Selection:
* * * * *
I am still concerned about how, without the office of the chief coroner, we are going to ensure that there is greater consistency in the recording of verdicts, because having that consistency would mean that information was available that provided research capability and informed service development, so that we could prevent future deaths.
I have had a number of discussions with the hon. Lady on a number of matters appertaining to coroners and chief coroners and I know that she takes a great interest in this area. The new arrangements we announced on 14 June, coupled with the draft charter for the coroner service, which we published for consultation on 19 May, will deliver proper oversight of the non-judicial aspects of the coroner system and will help to drive up standards of service across England and Wales. The national charter, with its uniform expectations of what those coming into contact with the system should expect, will be key in helping to ensure a greater level of consistency. At the same time, a new ministerial board will be able to consider national statistics gathered from across the coroner service and to consider what action could be taken to address any shortcomings.
I can assure the hon. Gentleman that the absolute priority as far as we were concerned was to put the reforms in the legislation into practice but in a way that was not going to incur the cost that I am afraid we cannot afford at the current time. That is what I believe our proposals will do.
Following the Secretary of State’s most recent announcement in June, Chris Simpkins, director general of the Royal British Legion, has said:
“Ensuring there’s a functioning Chief Coroner is the least we can do to honour the ultimate sacrifice made by our Armed Forces and to ease the pain those left behind will always feel.”
Helen Shaw, co-director of Inquest, has said that instead of having a chief coroner,
“the government proposes to dismantle the office of the Chief Coroner and add yet another layer to the current, fragmented structure where lines of accountability are opaque and clear leadership is absent.”
How many organisations that, unlike the ministerial team, actually know what they are talking about will the Secretary of State ignore? As he is in the mood to do U-turns, will he do the right thing and leave the chief coroner out of the Public Bodies Bill?
If the hon. Gentleman looks at the RBL manifesto he will see that we are meeting most of its requests for reform without having a chief coroner. If we were simply leaving the office on the statute book and not implementing any changes, I would agree with that claim. However, regulations about training for coroners, including for service personnel cases, will be possible for the first time under our proposals. We will be implementing powers to transfer cases more easily within England and Wales—and for the first time to Scotland—when required for cases involving the deaths of service personnel abroad. Those are real and significant improvements to the system that will directly improve the experience of service personnel families who come into contact with the coroner system.
* * * * *
What the task requires: Retype the passage from the chief coroner debate above, from "How many organisations" up to and including "Public Bodies Bill?", keeping every word as it appears.

[Records from a point labeling set]
* * * * *
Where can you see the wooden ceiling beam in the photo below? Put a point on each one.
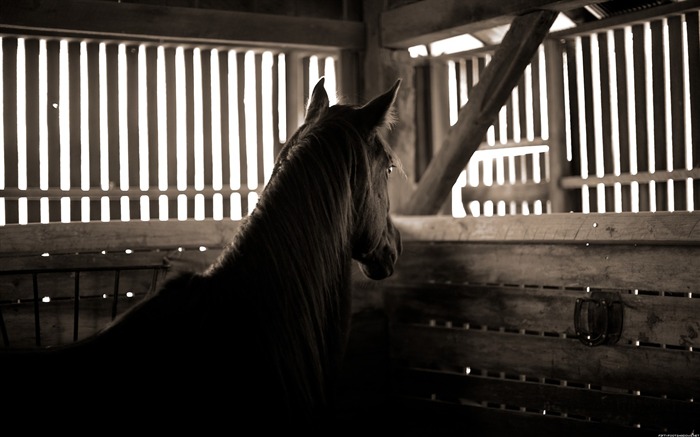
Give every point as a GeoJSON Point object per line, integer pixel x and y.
{"type": "Point", "coordinates": [101, 19]}
{"type": "Point", "coordinates": [497, 81]}
{"type": "Point", "coordinates": [429, 20]}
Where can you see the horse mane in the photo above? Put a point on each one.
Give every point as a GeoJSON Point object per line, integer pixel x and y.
{"type": "Point", "coordinates": [296, 251]}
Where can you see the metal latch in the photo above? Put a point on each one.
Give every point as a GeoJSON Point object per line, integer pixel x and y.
{"type": "Point", "coordinates": [598, 319]}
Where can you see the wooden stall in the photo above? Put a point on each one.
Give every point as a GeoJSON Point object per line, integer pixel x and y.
{"type": "Point", "coordinates": [548, 280]}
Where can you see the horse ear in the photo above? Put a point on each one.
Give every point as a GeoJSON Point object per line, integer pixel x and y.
{"type": "Point", "coordinates": [378, 113]}
{"type": "Point", "coordinates": [318, 103]}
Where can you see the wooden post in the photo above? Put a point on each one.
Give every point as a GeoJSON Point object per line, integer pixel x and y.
{"type": "Point", "coordinates": [559, 164]}
{"type": "Point", "coordinates": [499, 78]}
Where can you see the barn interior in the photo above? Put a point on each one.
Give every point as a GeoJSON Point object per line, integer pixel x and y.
{"type": "Point", "coordinates": [551, 160]}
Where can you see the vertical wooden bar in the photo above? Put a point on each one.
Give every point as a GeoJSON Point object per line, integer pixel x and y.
{"type": "Point", "coordinates": [440, 109]}
{"type": "Point", "coordinates": [622, 113]}
{"type": "Point", "coordinates": [574, 128]}
{"type": "Point", "coordinates": [171, 130]}
{"type": "Point", "coordinates": [424, 145]}
{"type": "Point", "coordinates": [243, 155]}
{"type": "Point", "coordinates": [74, 82]}
{"type": "Point", "coordinates": [640, 111]}
{"type": "Point", "coordinates": [37, 316]}
{"type": "Point", "coordinates": [154, 161]}
{"type": "Point", "coordinates": [259, 119]}
{"type": "Point", "coordinates": [93, 109]}
{"type": "Point", "coordinates": [347, 76]}
{"type": "Point", "coordinates": [277, 145]}
{"type": "Point", "coordinates": [189, 93]}
{"type": "Point", "coordinates": [480, 65]}
{"type": "Point", "coordinates": [112, 51]}
{"type": "Point", "coordinates": [677, 96]}
{"type": "Point", "coordinates": [52, 121]}
{"type": "Point", "coordinates": [132, 114]}
{"type": "Point", "coordinates": [224, 117]}
{"type": "Point", "coordinates": [659, 105]}
{"type": "Point", "coordinates": [522, 109]}
{"type": "Point", "coordinates": [693, 32]}
{"type": "Point", "coordinates": [305, 63]}
{"type": "Point", "coordinates": [294, 89]}
{"type": "Point", "coordinates": [9, 77]}
{"type": "Point", "coordinates": [31, 96]}
{"type": "Point", "coordinates": [207, 129]}
{"type": "Point", "coordinates": [587, 85]}
{"type": "Point", "coordinates": [510, 116]}
{"type": "Point", "coordinates": [606, 128]}
{"type": "Point", "coordinates": [536, 109]}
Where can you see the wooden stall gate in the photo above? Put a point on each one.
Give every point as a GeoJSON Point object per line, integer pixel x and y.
{"type": "Point", "coordinates": [495, 325]}
{"type": "Point", "coordinates": [498, 325]}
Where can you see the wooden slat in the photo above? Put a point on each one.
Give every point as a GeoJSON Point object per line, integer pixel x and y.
{"type": "Point", "coordinates": [559, 163]}
{"type": "Point", "coordinates": [648, 319]}
{"type": "Point", "coordinates": [259, 119]}
{"type": "Point", "coordinates": [52, 120]}
{"type": "Point", "coordinates": [646, 369]}
{"type": "Point", "coordinates": [74, 117]}
{"type": "Point", "coordinates": [132, 120]}
{"type": "Point", "coordinates": [56, 319]}
{"type": "Point", "coordinates": [113, 126]}
{"type": "Point", "coordinates": [529, 192]}
{"type": "Point", "coordinates": [114, 236]}
{"type": "Point", "coordinates": [575, 133]}
{"type": "Point", "coordinates": [693, 31]}
{"type": "Point", "coordinates": [31, 127]}
{"type": "Point", "coordinates": [677, 97]}
{"type": "Point", "coordinates": [189, 122]}
{"type": "Point", "coordinates": [242, 150]}
{"type": "Point", "coordinates": [569, 182]}
{"type": "Point", "coordinates": [188, 25]}
{"type": "Point", "coordinates": [428, 417]}
{"type": "Point", "coordinates": [497, 81]}
{"type": "Point", "coordinates": [9, 95]}
{"type": "Point", "coordinates": [152, 125]}
{"type": "Point", "coordinates": [171, 130]}
{"type": "Point", "coordinates": [555, 400]}
{"type": "Point", "coordinates": [114, 193]}
{"type": "Point", "coordinates": [93, 79]}
{"type": "Point", "coordinates": [207, 163]}
{"type": "Point", "coordinates": [669, 268]}
{"type": "Point", "coordinates": [677, 228]}
{"type": "Point", "coordinates": [430, 20]}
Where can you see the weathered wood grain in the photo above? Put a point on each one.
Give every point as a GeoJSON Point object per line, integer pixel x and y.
{"type": "Point", "coordinates": [162, 23]}
{"type": "Point", "coordinates": [650, 370]}
{"type": "Point", "coordinates": [551, 399]}
{"type": "Point", "coordinates": [595, 266]}
{"type": "Point", "coordinates": [647, 319]}
{"type": "Point", "coordinates": [678, 228]}
{"type": "Point", "coordinates": [114, 236]}
{"type": "Point", "coordinates": [496, 84]}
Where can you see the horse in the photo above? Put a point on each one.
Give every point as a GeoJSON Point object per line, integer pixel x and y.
{"type": "Point", "coordinates": [265, 326]}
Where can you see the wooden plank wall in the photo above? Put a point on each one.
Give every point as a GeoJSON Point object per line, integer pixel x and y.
{"type": "Point", "coordinates": [482, 334]}
{"type": "Point", "coordinates": [150, 134]}
{"type": "Point", "coordinates": [616, 123]}
{"type": "Point", "coordinates": [480, 312]}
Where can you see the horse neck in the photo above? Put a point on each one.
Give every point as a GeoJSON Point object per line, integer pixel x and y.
{"type": "Point", "coordinates": [294, 252]}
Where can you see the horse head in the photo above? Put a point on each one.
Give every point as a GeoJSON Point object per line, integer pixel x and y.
{"type": "Point", "coordinates": [376, 242]}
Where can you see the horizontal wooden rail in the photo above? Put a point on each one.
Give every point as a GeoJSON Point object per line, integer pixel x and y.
{"type": "Point", "coordinates": [96, 193]}
{"type": "Point", "coordinates": [192, 25]}
{"type": "Point", "coordinates": [95, 237]}
{"type": "Point", "coordinates": [680, 228]}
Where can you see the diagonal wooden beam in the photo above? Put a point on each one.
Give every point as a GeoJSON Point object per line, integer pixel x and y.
{"type": "Point", "coordinates": [497, 81]}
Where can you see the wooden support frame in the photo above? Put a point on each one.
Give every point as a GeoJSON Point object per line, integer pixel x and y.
{"type": "Point", "coordinates": [498, 80]}
{"type": "Point", "coordinates": [188, 25]}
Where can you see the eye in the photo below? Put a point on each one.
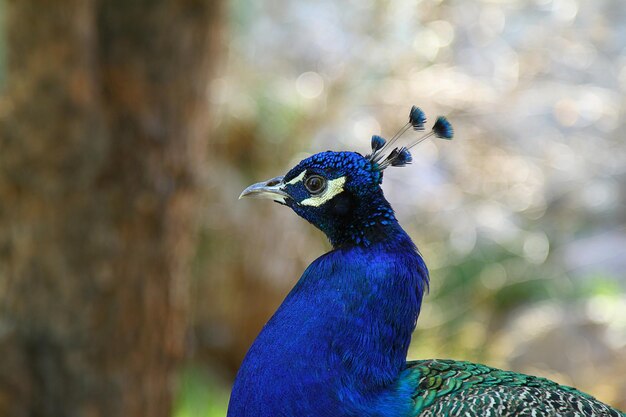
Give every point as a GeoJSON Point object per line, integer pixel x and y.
{"type": "Point", "coordinates": [315, 184]}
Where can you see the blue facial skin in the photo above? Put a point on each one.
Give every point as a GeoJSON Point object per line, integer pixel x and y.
{"type": "Point", "coordinates": [357, 216]}
{"type": "Point", "coordinates": [337, 345]}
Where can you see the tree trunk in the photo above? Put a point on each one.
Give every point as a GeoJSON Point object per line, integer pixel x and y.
{"type": "Point", "coordinates": [102, 135]}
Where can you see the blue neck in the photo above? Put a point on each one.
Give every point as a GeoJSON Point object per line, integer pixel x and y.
{"type": "Point", "coordinates": [339, 340]}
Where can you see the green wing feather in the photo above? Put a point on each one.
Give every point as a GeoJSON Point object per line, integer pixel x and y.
{"type": "Point", "coordinates": [451, 388]}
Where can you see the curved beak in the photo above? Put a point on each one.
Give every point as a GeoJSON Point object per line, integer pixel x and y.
{"type": "Point", "coordinates": [270, 189]}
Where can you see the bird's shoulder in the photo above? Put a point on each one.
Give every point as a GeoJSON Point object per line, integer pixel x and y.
{"type": "Point", "coordinates": [442, 387]}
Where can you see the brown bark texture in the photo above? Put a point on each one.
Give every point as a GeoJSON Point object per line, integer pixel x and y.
{"type": "Point", "coordinates": [103, 125]}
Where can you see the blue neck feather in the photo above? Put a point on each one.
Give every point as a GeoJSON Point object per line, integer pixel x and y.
{"type": "Point", "coordinates": [339, 341]}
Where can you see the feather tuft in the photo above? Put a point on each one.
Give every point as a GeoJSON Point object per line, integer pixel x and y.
{"type": "Point", "coordinates": [377, 143]}
{"type": "Point", "coordinates": [417, 118]}
{"type": "Point", "coordinates": [443, 128]}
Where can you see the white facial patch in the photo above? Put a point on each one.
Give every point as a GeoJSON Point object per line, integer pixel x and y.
{"type": "Point", "coordinates": [298, 178]}
{"type": "Point", "coordinates": [333, 187]}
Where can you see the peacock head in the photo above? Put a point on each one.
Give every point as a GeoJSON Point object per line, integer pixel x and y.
{"type": "Point", "coordinates": [340, 193]}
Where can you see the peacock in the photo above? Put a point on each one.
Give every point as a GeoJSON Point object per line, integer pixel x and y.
{"type": "Point", "coordinates": [337, 345]}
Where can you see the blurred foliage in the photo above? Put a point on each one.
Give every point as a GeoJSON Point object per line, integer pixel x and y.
{"type": "Point", "coordinates": [199, 394]}
{"type": "Point", "coordinates": [2, 47]}
{"type": "Point", "coordinates": [521, 219]}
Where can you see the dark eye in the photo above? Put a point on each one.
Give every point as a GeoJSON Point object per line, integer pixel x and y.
{"type": "Point", "coordinates": [315, 184]}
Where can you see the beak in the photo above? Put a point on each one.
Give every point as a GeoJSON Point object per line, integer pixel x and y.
{"type": "Point", "coordinates": [270, 189]}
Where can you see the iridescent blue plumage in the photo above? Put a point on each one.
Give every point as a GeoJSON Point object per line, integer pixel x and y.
{"type": "Point", "coordinates": [337, 345]}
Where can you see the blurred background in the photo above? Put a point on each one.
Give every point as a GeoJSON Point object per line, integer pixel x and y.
* * * * *
Reply:
How many organisations that, unlike the ministerial team, actually know what they are talking about will the Secretary of State ignore? As he is in the mood to do U-turns, will he do the right thing and leave the chief coroner out of the Public Bodies Bill?